Quoted passage -
►

A couple of people have mentioned to me that they haven’t seen any updates here. And that’s just a case of “no news is good news”. We saw Dr Rossetti yesterday. Beth reported that she is feeling “fine, wonderful”. And that’s about the way it goes these days. Of course, she is not totally well yet. Not anywhere close. She spent six months last year with her blood being eaten away by leukemia and Vidaza, followed by a “stem cell transplant” that was a complete shock to her system (“intensive chemo, full-body radiation, then an infusion of new DNA that might or might not be able to co-exist with her present system). Months in the hospital with a mightily suppressed immune system and some of the nastiest infections I’ve ever seen.
It’ll take her a long time before she gets anything near her old strength back. She really is skinny. The Lovenox injections have left her with some pretty bad bruising in her abdomen area. As much as I tried to be careful, they are nasty, painful little shots. The purpose of injecting them into the abdomen is to get them into some fatty tissue that won’t feel much pain, but she is just too skinny to have much fatty tissue left.
Our 25th anniversary is coming up on June 1. We are going to take a couple of days off and go to, of all places, a “cancer survivors camp”. It’ll be out in the woods, but there are supposedly all the amenities. (This has not yet been confirmed, but it’s what we’re planning. I’ll have more on this later).
One of my Facebook friends recently lost his wife to leukemia. And one of his Facebook posts said simply, “I wish I’d held her hand more”. I am very conscious that I could have lost her, but did not lose her. Right now, my wish is simply to hold her hand as much as I can.
Beth does not yet have a “central line”, and she hasn’t wanted to get one, because when they do the transplant, they’ll have to put a new one in anyway.
So when Beth has blood taken, they have to use a vein in her arm. As a result of the twice-weekly blood draws, plus all the transfusions, not to mention the Vidaza shots and IVs, she is pretty bruised up.
So the nurse is now looking for an IV specialist, to find a good vein.
We got a call yesterday from the Transplant Coordinator – they want to have Beth come in now for some “pre-testing” – they want to check her heart, lungs, have another bone marrow biopsy. Since we have a regularly-scheduled appointment with Dr. Rossetti on Monday, we’re looking at going in and having some of this done on each of the next two Mondays.
Beth is about half-way through her sixth cycle of Vidaza – they always seem to kick her butt. The way things are going, this could be the last one. No word yet from the Donor. We may hear something Monday.
Yesterday Beth and I spent much of the day down at the VA office in Oakland, before heading out to Dr. Jalil’s for a consultation and to begin her sixth cycle of Vidaza. We honestly didn’t know what to expect – it was her first “doctor’s visit” there. Her primary care physician is a young female doctor who has a great deal of respect for veterans, and she did a pretty thorough “history” on Beth. I appreciated her concern.

◄

Provided material -
►

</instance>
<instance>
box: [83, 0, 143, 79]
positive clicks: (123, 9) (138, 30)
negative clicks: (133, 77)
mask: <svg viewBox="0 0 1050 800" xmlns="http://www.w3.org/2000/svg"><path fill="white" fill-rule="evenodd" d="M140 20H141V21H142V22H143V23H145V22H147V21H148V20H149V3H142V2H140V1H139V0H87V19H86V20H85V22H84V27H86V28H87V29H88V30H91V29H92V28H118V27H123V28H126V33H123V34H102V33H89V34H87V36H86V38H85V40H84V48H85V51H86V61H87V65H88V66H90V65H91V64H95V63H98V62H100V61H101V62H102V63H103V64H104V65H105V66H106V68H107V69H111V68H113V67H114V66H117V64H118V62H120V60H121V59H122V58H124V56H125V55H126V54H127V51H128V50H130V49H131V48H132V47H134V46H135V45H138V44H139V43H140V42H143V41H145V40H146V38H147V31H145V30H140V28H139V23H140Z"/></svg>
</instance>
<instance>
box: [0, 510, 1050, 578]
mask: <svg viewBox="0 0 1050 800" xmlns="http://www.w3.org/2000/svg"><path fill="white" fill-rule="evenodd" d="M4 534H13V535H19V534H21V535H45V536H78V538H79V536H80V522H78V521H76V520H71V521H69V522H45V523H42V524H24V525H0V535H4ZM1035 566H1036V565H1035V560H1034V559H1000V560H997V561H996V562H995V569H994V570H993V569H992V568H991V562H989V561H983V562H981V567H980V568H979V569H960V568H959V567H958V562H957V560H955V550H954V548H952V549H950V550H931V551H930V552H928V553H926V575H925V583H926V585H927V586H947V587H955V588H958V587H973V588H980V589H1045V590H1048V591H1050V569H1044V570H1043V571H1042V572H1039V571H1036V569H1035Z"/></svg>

◄

Tasks and exercises -
• 1. In the update about Beth, on what date does the couple's 25th anniversary fall?
• 2. List every check that the Transplant Coordinator wants done on Beth as "pre-testing," according to the update about Beth.
• 3. Continue the update about Beth from the point where it stops.

Answer section -
• 1. June 1

• 2. Her heart, her lungs, and another bone marrow biopsy.

• 3.
We also filed a claim for disability benefits through the VA. We heard from another individual who was standing in line that it can take up to a year simply to process the application. The actual VA benefits counselor we spoke with told us it would be six or seven months – within two months, we should receive acknowledgement that they have received it.
Beth also began her 6th Vidaza cycle. Dr. Jalil was generally encouraged by how she was doing. Note that her white blood cells were at their lowest point that I’ve seen them (1.1) – but also that her hemoglobin, which was raised into the nine-point-something range with four transfusions, actually increased a bit last week (to 9.5). That was a very rare “increase” in her hemoglobin level.
|White Cells (4.4)
(Numbers in parentheses represent the minimum “normal” figure. For previous blood counts, see this chart.)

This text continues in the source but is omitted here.